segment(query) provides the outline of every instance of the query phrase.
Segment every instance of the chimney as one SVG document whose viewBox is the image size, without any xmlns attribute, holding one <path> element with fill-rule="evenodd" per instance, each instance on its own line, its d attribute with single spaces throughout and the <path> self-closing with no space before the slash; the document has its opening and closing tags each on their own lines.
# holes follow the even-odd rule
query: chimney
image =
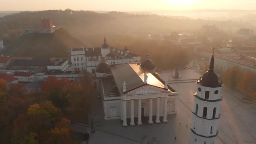
<svg viewBox="0 0 256 144">
<path fill-rule="evenodd" d="M 176 68 L 175 69 L 175 71 L 174 71 L 174 73 L 173 73 L 173 75 L 172 75 L 173 76 L 173 77 L 174 77 L 175 78 L 181 78 L 181 77 L 180 77 L 179 75 L 179 69 L 178 68 Z"/>
<path fill-rule="evenodd" d="M 126 83 L 125 81 L 124 81 L 123 83 L 123 92 L 124 93 L 126 91 Z"/>
<path fill-rule="evenodd" d="M 165 80 L 165 89 L 168 89 L 168 86 L 167 85 L 168 85 L 168 81 L 167 81 L 167 80 Z"/>
<path fill-rule="evenodd" d="M 147 83 L 147 78 L 148 78 L 148 76 L 147 76 L 147 74 L 146 73 L 144 74 L 144 83 Z"/>
</svg>

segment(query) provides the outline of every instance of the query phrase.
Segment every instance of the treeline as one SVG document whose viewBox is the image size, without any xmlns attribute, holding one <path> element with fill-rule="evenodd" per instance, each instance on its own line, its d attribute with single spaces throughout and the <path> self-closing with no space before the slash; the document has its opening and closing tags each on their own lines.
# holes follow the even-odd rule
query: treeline
<svg viewBox="0 0 256 144">
<path fill-rule="evenodd" d="M 41 93 L 30 93 L 22 84 L 0 79 L 0 143 L 77 144 L 71 122 L 87 124 L 94 104 L 88 80 L 49 76 Z"/>
<path fill-rule="evenodd" d="M 227 87 L 245 96 L 256 98 L 256 72 L 248 72 L 234 67 L 227 69 L 222 79 Z"/>
</svg>

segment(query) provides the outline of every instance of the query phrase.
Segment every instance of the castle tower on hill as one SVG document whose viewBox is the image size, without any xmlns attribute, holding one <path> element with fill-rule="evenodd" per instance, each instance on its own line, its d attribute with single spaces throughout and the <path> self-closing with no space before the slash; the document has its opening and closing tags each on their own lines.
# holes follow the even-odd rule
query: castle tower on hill
<svg viewBox="0 0 256 144">
<path fill-rule="evenodd" d="M 220 117 L 221 83 L 213 72 L 213 55 L 209 70 L 197 81 L 189 144 L 216 144 Z"/>
</svg>

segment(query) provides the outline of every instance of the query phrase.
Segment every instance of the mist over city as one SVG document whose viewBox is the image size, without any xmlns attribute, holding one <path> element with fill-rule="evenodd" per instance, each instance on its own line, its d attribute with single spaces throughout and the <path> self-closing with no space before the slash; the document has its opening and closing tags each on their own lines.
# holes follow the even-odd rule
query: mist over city
<svg viewBox="0 0 256 144">
<path fill-rule="evenodd" d="M 0 3 L 0 144 L 256 143 L 256 1 Z"/>
</svg>

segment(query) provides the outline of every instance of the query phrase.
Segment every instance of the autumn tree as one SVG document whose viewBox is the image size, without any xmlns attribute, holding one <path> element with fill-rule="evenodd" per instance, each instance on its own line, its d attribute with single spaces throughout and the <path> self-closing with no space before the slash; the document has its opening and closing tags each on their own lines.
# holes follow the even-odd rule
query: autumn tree
<svg viewBox="0 0 256 144">
<path fill-rule="evenodd" d="M 228 68 L 223 74 L 223 83 L 227 87 L 235 89 L 238 81 L 243 75 L 243 71 L 237 67 Z"/>
<path fill-rule="evenodd" d="M 76 144 L 74 140 L 73 130 L 70 120 L 63 117 L 57 123 L 54 128 L 49 132 L 49 136 L 43 143 Z"/>
<path fill-rule="evenodd" d="M 27 93 L 25 85 L 20 83 L 13 83 L 10 86 L 9 93 L 11 96 L 23 96 Z"/>
<path fill-rule="evenodd" d="M 256 98 L 256 72 L 245 73 L 238 83 L 239 90 L 245 96 Z"/>
<path fill-rule="evenodd" d="M 30 106 L 27 114 L 20 115 L 13 125 L 22 136 L 31 133 L 36 134 L 36 139 L 40 142 L 47 137 L 51 123 L 58 121 L 61 115 L 60 109 L 51 101 L 47 101 Z"/>
<path fill-rule="evenodd" d="M 69 106 L 68 112 L 74 122 L 87 123 L 88 116 L 93 111 L 94 88 L 91 83 L 90 77 L 87 74 L 78 82 L 69 85 L 72 90 L 69 95 Z"/>
</svg>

____

→ **To be done**: Express every line of the records above as a JSON list of strings, one string per line, with blank lines dropped. Omit the pictures.

→ **Task response**:
[
  "segment(query) provides the outline of every instance of the query phrase.",
  "Segment every instance of the chimney as one SVG document whose viewBox is the image size, without any xmlns attribute, holding one <path> element with fill-rule=\"evenodd\" per instance, each instance on its own line, its d attribute with single spaces throughout and the <path> self-closing with no space before the slash; the document has its opening and closing tags each on their own lines.",
  "# holes follow the even-odd rule",
  "query: chimney",
  "image =",
  "<svg viewBox=\"0 0 256 144\">",
  "<path fill-rule=\"evenodd\" d=\"M 176 68 L 175 69 L 175 71 L 174 71 L 174 73 L 173 73 L 173 75 L 172 75 L 173 76 L 173 77 L 174 77 L 175 78 L 181 78 L 181 77 L 180 77 L 179 75 L 179 69 L 178 68 Z\"/>",
  "<path fill-rule=\"evenodd\" d=\"M 126 83 L 125 81 L 124 81 L 123 83 L 123 92 L 124 93 L 126 91 Z\"/>",
  "<path fill-rule=\"evenodd\" d=\"M 165 80 L 165 89 L 168 89 L 168 86 L 167 85 L 168 85 L 168 81 L 167 81 L 167 80 Z\"/>",
  "<path fill-rule=\"evenodd\" d=\"M 147 83 L 147 78 L 148 78 L 148 76 L 147 76 L 147 74 L 146 73 L 144 74 L 144 83 Z\"/>",
  "</svg>",
  "segment(query) provides the outline of every instance of the query phrase.",
  "Segment every instance of the treeline as one SVG document whose viewBox is the image size, without any xmlns attribute, holding one <path> element with fill-rule=\"evenodd\" per instance, each instance on its own line, its d attribute with single spaces throughout and the <path> self-closing with no space before the slash; the document has its opening and closing tags each on their own lines.",
  "# holes follow the even-odd rule",
  "query: treeline",
  "<svg viewBox=\"0 0 256 144\">",
  "<path fill-rule=\"evenodd\" d=\"M 41 93 L 30 93 L 22 84 L 0 79 L 0 143 L 77 144 L 71 122 L 87 124 L 94 104 L 88 80 L 49 76 Z\"/>",
  "<path fill-rule=\"evenodd\" d=\"M 227 87 L 245 96 L 256 98 L 256 72 L 248 72 L 234 67 L 227 69 L 222 79 Z\"/>",
  "</svg>",
  "segment(query) provides the outline of every instance of the query phrase.",
  "Segment every instance of the castle tower on hill as one SVG document whose viewBox is the image size, without any xmlns attribute, holding one <path> element with fill-rule=\"evenodd\" per instance, each instance on its own line, its d attribute with single spaces throughout and the <path> self-closing with no space before the slash; the document has its opening and closing tags each on their own lines.",
  "# holes follow the even-odd rule",
  "query: castle tower on hill",
  "<svg viewBox=\"0 0 256 144\">",
  "<path fill-rule=\"evenodd\" d=\"M 220 117 L 221 83 L 213 72 L 213 55 L 209 70 L 197 81 L 189 144 L 216 144 Z\"/>",
  "</svg>",
  "segment(query) provides the outline of every instance of the query phrase.",
  "Segment every instance of the mist over city as one SVG document whose viewBox is the image size, without any xmlns attribute, holding one <path> element with fill-rule=\"evenodd\" per instance, each instance on its own line, its d attribute with single spaces throughout and the <path> self-closing with no space before the slash; the document has its opening and closing tags each on their own lines.",
  "# holes follow the even-odd rule",
  "query: mist over city",
  "<svg viewBox=\"0 0 256 144\">",
  "<path fill-rule=\"evenodd\" d=\"M 0 3 L 0 144 L 256 143 L 256 1 Z\"/>",
  "</svg>",
  "segment(query) provides the outline of every instance of the query phrase.",
  "Segment every instance of the autumn tree as one SVG document whose viewBox is the image size, without any xmlns attribute, holding one <path> element with fill-rule=\"evenodd\" per instance, each instance on its own line, its d attribute with single spaces throughout and the <path> self-closing with no space before the slash; the document has its opening and closing tags each on their own lines.",
  "# holes follow the even-odd rule",
  "query: autumn tree",
  "<svg viewBox=\"0 0 256 144\">",
  "<path fill-rule=\"evenodd\" d=\"M 228 68 L 223 74 L 223 83 L 227 87 L 235 89 L 238 81 L 243 75 L 243 71 L 237 67 Z\"/>",
  "<path fill-rule=\"evenodd\" d=\"M 76 144 L 74 140 L 73 130 L 70 120 L 63 117 L 57 123 L 54 128 L 49 132 L 49 136 L 43 143 Z\"/>",
  "<path fill-rule=\"evenodd\" d=\"M 27 93 L 25 85 L 20 83 L 13 83 L 10 86 L 9 93 L 11 96 L 23 96 Z\"/>",
  "<path fill-rule=\"evenodd\" d=\"M 256 98 L 256 72 L 245 73 L 238 83 L 239 90 L 245 96 Z\"/>",
  "<path fill-rule=\"evenodd\" d=\"M 30 106 L 27 114 L 20 115 L 13 125 L 22 136 L 31 133 L 36 134 L 36 139 L 40 142 L 47 137 L 51 123 L 58 121 L 61 115 L 60 109 L 51 101 L 47 101 Z\"/>",
  "<path fill-rule=\"evenodd\" d=\"M 69 106 L 68 112 L 74 122 L 87 123 L 88 116 L 93 111 L 94 88 L 91 83 L 90 77 L 87 74 L 78 82 L 69 85 L 72 90 L 69 95 Z\"/>",
  "</svg>"
]